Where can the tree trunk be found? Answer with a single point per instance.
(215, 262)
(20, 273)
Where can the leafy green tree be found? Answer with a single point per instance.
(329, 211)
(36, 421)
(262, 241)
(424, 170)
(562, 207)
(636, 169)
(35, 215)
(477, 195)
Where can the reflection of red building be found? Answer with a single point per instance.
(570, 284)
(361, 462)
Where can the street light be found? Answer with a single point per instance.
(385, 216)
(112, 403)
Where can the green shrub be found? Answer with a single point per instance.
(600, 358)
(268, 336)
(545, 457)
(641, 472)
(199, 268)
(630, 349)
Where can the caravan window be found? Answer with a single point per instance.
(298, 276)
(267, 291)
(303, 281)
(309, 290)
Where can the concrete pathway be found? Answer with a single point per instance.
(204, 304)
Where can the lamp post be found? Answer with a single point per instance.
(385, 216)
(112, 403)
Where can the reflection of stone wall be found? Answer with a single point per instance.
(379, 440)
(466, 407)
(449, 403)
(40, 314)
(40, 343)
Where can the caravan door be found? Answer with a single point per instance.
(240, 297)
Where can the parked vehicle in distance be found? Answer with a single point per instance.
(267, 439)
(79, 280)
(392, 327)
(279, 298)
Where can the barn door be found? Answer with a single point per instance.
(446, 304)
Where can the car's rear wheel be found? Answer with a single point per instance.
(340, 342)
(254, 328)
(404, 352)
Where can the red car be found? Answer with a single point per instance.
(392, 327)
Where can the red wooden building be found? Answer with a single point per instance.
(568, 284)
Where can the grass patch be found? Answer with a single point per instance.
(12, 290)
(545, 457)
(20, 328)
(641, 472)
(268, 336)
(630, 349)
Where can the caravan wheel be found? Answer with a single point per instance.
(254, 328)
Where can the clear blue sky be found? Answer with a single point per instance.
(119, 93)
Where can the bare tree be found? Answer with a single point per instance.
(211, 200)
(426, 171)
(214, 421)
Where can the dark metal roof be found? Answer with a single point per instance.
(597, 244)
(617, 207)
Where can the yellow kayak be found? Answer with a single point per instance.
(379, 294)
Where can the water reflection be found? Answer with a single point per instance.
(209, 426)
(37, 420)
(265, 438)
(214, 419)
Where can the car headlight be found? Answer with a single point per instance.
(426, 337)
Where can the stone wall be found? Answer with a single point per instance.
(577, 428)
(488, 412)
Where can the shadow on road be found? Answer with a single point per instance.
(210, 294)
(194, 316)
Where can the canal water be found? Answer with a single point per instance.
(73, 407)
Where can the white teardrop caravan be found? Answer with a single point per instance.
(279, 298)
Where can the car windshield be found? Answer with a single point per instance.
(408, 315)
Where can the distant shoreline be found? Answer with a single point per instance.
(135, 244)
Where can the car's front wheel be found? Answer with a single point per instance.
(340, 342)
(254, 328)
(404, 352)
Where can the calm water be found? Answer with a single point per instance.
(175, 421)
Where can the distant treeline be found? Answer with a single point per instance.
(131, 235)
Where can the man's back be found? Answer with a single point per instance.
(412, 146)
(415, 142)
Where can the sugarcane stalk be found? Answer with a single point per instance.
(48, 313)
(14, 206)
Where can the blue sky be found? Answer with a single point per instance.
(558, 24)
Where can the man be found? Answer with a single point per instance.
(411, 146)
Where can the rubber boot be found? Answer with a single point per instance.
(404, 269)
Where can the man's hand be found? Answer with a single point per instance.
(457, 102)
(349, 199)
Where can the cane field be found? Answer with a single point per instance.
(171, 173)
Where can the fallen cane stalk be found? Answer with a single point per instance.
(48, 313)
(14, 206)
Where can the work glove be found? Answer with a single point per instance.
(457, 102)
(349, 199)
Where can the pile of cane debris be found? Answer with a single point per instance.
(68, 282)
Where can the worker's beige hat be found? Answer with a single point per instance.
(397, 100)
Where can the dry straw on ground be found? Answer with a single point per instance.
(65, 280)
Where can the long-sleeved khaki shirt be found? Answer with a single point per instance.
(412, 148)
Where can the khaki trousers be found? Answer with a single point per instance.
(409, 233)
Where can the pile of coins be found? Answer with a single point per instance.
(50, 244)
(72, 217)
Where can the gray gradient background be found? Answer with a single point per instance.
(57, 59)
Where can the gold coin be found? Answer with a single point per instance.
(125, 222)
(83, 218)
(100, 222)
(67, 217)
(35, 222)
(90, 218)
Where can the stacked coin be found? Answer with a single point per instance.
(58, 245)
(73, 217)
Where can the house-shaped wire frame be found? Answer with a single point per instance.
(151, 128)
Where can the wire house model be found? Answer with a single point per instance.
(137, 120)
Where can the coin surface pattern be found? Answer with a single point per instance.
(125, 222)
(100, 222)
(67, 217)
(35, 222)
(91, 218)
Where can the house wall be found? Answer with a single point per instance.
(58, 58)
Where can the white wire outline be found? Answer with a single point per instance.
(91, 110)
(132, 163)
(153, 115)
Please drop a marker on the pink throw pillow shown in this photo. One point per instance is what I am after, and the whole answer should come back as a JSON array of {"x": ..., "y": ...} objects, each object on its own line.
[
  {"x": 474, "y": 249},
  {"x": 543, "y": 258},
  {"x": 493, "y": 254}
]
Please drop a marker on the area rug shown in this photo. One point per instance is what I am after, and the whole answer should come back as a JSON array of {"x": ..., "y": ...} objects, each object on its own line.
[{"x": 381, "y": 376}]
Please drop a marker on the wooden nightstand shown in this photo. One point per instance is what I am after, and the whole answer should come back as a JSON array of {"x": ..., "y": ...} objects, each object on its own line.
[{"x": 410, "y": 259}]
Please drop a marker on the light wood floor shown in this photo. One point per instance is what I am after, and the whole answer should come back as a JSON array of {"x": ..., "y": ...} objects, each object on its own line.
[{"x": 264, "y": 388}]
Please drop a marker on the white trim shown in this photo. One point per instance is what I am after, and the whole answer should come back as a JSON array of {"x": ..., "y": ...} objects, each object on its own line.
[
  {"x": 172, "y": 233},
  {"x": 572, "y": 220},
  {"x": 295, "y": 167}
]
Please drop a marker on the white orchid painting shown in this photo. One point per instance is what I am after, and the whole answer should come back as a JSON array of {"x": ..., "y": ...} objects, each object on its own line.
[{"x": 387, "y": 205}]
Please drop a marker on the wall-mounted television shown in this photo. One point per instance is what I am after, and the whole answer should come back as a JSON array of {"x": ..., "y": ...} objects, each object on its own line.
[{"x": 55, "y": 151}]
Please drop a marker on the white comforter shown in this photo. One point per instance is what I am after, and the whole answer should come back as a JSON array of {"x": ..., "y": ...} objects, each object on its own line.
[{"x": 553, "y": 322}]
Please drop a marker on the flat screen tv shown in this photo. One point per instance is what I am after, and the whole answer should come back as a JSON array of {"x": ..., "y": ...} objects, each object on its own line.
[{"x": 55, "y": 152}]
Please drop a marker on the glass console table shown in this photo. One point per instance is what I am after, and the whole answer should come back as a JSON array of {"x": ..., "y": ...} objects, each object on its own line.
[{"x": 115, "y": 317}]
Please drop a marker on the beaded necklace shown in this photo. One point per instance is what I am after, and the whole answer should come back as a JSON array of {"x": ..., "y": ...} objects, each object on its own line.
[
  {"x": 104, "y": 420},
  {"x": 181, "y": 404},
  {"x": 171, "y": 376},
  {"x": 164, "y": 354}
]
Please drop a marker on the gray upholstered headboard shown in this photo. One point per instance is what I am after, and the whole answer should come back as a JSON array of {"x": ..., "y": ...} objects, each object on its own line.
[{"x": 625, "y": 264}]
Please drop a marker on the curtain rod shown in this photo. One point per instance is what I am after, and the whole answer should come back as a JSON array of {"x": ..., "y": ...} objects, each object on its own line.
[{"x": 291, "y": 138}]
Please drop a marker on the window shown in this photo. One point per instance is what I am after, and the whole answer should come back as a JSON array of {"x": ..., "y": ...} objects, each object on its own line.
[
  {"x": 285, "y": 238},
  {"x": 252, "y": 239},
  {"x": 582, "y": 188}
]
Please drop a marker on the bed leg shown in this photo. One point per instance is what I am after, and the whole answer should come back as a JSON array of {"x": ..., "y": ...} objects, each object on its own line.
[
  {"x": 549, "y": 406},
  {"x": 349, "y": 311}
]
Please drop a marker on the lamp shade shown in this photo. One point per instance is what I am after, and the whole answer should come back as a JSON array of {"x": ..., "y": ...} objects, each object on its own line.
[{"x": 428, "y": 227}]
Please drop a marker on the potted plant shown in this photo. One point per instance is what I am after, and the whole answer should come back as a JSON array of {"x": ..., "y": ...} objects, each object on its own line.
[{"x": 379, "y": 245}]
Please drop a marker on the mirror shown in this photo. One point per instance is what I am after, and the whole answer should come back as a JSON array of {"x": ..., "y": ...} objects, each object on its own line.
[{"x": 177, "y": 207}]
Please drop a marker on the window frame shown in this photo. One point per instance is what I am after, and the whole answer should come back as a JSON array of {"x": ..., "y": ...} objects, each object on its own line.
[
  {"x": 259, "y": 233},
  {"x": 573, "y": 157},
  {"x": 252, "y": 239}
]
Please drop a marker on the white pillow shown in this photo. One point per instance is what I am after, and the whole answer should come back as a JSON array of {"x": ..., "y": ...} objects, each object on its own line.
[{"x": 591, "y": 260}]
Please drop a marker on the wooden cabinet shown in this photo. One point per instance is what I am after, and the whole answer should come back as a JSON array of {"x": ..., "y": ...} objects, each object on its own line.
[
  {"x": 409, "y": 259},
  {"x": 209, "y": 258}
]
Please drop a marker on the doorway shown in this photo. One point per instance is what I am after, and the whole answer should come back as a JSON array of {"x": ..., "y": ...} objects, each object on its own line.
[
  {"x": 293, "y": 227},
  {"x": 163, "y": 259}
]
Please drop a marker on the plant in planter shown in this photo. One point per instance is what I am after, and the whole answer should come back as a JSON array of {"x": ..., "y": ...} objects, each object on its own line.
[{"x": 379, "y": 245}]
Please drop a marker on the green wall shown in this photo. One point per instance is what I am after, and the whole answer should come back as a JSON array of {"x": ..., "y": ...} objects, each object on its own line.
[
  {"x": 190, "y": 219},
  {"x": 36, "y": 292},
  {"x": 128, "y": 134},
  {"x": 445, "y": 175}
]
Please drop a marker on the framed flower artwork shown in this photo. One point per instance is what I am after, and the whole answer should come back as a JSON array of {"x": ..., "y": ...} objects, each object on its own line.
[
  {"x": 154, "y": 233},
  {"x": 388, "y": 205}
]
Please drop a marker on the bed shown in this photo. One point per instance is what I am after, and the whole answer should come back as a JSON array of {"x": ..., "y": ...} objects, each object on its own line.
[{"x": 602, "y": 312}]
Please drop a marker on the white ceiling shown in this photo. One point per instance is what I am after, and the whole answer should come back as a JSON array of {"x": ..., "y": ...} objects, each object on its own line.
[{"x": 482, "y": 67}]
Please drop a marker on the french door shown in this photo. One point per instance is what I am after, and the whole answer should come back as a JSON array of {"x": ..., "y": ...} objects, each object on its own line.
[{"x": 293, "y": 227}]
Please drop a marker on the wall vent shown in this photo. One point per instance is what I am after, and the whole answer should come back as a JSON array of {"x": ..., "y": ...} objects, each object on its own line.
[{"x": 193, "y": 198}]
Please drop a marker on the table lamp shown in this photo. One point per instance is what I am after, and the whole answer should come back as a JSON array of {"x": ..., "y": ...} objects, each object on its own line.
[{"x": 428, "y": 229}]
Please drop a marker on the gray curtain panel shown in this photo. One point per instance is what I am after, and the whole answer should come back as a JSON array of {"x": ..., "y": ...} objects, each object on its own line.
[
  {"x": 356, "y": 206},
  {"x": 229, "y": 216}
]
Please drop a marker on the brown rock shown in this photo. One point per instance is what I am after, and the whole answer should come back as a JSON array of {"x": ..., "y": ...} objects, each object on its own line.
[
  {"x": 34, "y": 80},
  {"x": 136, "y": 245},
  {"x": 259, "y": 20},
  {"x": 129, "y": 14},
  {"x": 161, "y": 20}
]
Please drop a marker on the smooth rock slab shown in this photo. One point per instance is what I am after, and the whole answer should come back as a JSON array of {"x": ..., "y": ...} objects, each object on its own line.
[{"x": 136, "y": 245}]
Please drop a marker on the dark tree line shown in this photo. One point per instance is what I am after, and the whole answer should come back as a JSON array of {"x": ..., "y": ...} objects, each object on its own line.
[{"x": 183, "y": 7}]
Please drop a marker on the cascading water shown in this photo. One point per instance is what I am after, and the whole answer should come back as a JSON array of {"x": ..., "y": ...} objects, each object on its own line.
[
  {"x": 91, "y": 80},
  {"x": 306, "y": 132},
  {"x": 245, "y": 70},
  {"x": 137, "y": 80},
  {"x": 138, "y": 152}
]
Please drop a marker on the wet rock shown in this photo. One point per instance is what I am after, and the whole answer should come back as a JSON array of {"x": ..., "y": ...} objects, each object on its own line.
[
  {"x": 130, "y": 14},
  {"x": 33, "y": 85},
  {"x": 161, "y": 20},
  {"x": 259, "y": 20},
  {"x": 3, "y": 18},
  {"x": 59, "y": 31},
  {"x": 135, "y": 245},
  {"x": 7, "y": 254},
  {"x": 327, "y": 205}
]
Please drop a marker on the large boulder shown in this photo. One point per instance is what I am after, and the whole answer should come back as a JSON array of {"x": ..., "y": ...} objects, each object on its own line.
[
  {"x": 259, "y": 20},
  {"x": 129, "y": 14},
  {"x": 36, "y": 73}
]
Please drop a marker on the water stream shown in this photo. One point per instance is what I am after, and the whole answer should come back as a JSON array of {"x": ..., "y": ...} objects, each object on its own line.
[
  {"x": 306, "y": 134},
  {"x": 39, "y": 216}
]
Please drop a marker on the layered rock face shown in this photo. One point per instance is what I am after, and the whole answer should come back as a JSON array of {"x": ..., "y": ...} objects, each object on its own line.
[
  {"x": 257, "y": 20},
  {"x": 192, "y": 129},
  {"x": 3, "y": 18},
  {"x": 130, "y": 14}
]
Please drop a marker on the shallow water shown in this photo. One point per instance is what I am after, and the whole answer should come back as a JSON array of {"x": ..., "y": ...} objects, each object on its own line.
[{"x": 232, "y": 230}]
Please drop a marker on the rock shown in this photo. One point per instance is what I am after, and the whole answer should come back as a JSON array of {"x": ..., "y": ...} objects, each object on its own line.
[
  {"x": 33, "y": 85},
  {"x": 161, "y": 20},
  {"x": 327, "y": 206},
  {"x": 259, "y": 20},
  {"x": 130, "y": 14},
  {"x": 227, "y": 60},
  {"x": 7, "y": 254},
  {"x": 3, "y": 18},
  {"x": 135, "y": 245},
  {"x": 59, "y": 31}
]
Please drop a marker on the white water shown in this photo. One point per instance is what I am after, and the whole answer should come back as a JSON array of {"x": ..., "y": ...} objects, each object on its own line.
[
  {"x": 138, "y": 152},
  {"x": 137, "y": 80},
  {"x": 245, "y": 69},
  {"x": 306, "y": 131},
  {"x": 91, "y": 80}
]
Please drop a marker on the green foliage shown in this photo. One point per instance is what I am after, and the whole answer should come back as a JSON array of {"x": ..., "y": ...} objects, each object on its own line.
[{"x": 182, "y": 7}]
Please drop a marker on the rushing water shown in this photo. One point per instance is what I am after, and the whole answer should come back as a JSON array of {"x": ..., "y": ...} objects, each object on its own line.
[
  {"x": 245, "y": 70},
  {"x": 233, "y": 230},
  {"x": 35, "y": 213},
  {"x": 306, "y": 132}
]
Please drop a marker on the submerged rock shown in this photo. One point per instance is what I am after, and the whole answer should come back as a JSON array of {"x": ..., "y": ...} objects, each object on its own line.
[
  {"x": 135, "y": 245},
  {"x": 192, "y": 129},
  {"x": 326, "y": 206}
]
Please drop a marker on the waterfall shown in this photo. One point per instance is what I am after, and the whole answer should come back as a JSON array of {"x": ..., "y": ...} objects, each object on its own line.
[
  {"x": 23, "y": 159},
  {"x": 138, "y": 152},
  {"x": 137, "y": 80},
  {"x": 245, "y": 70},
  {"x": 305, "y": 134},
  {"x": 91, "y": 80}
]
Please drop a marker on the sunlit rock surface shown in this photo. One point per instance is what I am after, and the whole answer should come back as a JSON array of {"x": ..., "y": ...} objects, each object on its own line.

* * * * *

> Work to complete: In the entries above, find the line containing "Please drop a marker on the waterfall". Set down that line and every line after it through the last one, exactly and alone.

> Solution to the exercise:
Please drop a marker on the waterfall shown in this photo. One point per instance is what I am after, and the whole answer should come back as a JSON array of {"x": ..., "y": ...} objects, each object on its own line.
[
  {"x": 23, "y": 159},
  {"x": 138, "y": 152},
  {"x": 137, "y": 80},
  {"x": 245, "y": 70},
  {"x": 305, "y": 134},
  {"x": 91, "y": 80}
]
Please drop a marker on the sunlit rock surface shown in this photo. One point per instance is what I am after, and the whole answer should come back as a JSON array of {"x": ..., "y": ...} objects, each object on its own line.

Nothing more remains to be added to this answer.